• _Work order_
Would you please return every line from the listing that contains the word "locomotive"?
##############################
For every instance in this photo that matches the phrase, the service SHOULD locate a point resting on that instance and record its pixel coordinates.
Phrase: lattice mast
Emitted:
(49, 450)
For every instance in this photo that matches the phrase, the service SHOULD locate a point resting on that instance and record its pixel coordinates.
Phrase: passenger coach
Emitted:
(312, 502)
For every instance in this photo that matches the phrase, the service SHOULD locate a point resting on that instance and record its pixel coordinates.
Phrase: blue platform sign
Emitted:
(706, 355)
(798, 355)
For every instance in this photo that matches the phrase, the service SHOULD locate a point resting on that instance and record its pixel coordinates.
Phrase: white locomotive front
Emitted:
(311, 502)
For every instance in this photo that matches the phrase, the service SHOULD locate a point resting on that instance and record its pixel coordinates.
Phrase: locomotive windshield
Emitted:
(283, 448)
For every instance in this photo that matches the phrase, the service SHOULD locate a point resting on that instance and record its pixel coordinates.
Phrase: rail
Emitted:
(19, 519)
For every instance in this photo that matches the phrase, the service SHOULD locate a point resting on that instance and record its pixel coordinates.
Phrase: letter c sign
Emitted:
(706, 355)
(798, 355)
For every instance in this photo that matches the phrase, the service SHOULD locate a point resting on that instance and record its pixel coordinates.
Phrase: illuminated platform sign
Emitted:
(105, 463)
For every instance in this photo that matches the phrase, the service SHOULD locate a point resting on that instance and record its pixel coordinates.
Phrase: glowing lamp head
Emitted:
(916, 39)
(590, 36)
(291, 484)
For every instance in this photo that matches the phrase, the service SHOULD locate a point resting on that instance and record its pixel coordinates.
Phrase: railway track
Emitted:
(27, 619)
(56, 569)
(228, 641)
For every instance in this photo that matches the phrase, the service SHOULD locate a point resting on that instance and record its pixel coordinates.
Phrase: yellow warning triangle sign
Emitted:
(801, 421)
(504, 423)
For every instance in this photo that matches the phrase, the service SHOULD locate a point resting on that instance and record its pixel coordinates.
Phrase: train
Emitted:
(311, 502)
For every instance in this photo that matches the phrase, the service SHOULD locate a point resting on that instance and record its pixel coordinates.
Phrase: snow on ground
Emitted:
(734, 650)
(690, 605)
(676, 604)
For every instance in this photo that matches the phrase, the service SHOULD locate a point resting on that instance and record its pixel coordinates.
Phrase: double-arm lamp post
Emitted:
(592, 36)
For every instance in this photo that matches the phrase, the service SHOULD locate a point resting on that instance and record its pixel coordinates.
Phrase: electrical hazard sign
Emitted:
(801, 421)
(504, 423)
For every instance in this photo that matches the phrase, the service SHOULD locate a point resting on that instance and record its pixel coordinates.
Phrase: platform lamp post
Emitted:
##############################
• _Task output_
Phrase: white locomotive front
Phrase: locomotive windshield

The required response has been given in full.